__What this task involves__.
Nothing in the listing should be dropped or altered when it is copied.

__Data to examine__.

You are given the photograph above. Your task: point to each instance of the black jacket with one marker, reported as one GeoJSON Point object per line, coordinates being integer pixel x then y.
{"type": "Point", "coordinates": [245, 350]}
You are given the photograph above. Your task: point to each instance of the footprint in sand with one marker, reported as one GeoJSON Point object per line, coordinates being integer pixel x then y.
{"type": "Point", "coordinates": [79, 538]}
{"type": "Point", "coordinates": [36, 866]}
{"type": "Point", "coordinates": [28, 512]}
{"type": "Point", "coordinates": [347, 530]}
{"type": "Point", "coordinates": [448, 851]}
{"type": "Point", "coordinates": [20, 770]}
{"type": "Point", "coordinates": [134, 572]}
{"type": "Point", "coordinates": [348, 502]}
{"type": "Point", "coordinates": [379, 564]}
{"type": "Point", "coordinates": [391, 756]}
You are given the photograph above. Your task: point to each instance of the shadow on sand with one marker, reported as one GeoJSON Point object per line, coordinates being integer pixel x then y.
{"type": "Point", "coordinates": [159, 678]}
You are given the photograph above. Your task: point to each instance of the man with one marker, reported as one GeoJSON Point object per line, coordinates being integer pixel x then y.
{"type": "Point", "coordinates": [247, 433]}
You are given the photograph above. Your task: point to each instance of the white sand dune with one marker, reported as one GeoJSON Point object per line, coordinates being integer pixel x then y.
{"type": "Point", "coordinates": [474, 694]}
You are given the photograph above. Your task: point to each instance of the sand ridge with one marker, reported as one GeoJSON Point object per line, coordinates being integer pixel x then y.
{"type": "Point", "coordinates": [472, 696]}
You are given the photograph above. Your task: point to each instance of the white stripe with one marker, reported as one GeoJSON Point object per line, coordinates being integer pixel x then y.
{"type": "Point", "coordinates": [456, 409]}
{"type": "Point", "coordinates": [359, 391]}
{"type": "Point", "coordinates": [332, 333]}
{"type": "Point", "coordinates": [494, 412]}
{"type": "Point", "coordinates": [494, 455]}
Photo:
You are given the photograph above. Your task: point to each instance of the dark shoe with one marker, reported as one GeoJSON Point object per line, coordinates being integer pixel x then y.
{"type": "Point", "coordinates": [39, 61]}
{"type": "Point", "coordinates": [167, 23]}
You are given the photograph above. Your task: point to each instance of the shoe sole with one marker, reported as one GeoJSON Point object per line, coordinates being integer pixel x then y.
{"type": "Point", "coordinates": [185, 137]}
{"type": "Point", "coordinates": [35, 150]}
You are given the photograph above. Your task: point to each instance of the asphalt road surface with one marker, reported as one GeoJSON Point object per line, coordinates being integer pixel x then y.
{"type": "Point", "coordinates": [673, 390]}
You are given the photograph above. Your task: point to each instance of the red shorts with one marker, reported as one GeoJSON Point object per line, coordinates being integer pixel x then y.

__Response box__.
You are given the photograph above. Your task: point to each instance of the black jacket with one marker, reported as one GeoJSON Point object per line, coordinates being integer pixel x then y.
{"type": "Point", "coordinates": [245, 350]}
You are given the photograph above. Your task: point to each instance of the footprint in sand with one marker, reported as one GeoJSON Point object per line, coordinates being integer pixel x then y.
{"type": "Point", "coordinates": [79, 538]}
{"type": "Point", "coordinates": [36, 866]}
{"type": "Point", "coordinates": [28, 512]}
{"type": "Point", "coordinates": [347, 530]}
{"type": "Point", "coordinates": [448, 851]}
{"type": "Point", "coordinates": [20, 770]}
{"type": "Point", "coordinates": [134, 572]}
{"type": "Point", "coordinates": [348, 502]}
{"type": "Point", "coordinates": [379, 564]}
{"type": "Point", "coordinates": [391, 756]}
You are given the photograph above. Your task: point to each instance of the shadow on sand with one marker, reported as one GeoJSON Point object per line, coordinates being integer pixel x then y.
{"type": "Point", "coordinates": [159, 678]}
You are given the photograph above. Your task: point to each instance of the man with one marker, reported as one GeoJSON Point object per line, coordinates being integer pixel x then y.
{"type": "Point", "coordinates": [247, 433]}
You are given the photograph above. Your task: point to each instance of the white sand dune with one marker, reported as one GeoJSON Point object per line, coordinates being integer pixel x then y.
{"type": "Point", "coordinates": [474, 694]}
You are given the photograph above. Your task: point to each instance of the sand ridge with one marker, reported as one GeoJSON Point object per line, coordinates being integer pixel x then y.
{"type": "Point", "coordinates": [472, 696]}
You are given the photograph above. Your task: point to each instance of the white stripe with one marker, reported as one GeoJSON Point object per line, coordinates being integer pixel x then y.
{"type": "Point", "coordinates": [456, 409]}
{"type": "Point", "coordinates": [359, 391]}
{"type": "Point", "coordinates": [332, 333]}
{"type": "Point", "coordinates": [494, 412]}
{"type": "Point", "coordinates": [494, 455]}
Photo:
You are given the photograph above. Your task: point to each instance of the dark shoe with one marker, reported as one GeoJSON Point object per line, coordinates being integer pixel x then y.
{"type": "Point", "coordinates": [39, 61]}
{"type": "Point", "coordinates": [167, 23]}
You are given the photograph above. Your task: point to each instance of the shoe sole with one marker, reported as one GeoJSON Point object per line, coordinates being integer pixel x then y.
{"type": "Point", "coordinates": [185, 137]}
{"type": "Point", "coordinates": [35, 150]}
You are given the photograph above. Your task: point to each instance of the asphalt road surface with one marker, reported as one GeoJSON Point object per line, coordinates being integer pixel x then y.
{"type": "Point", "coordinates": [673, 390]}
You are given the photograph above. Your task: point to each instance of the red shorts with one marker, reported as one GeoJSON Point object per line, coordinates being integer pixel x then y.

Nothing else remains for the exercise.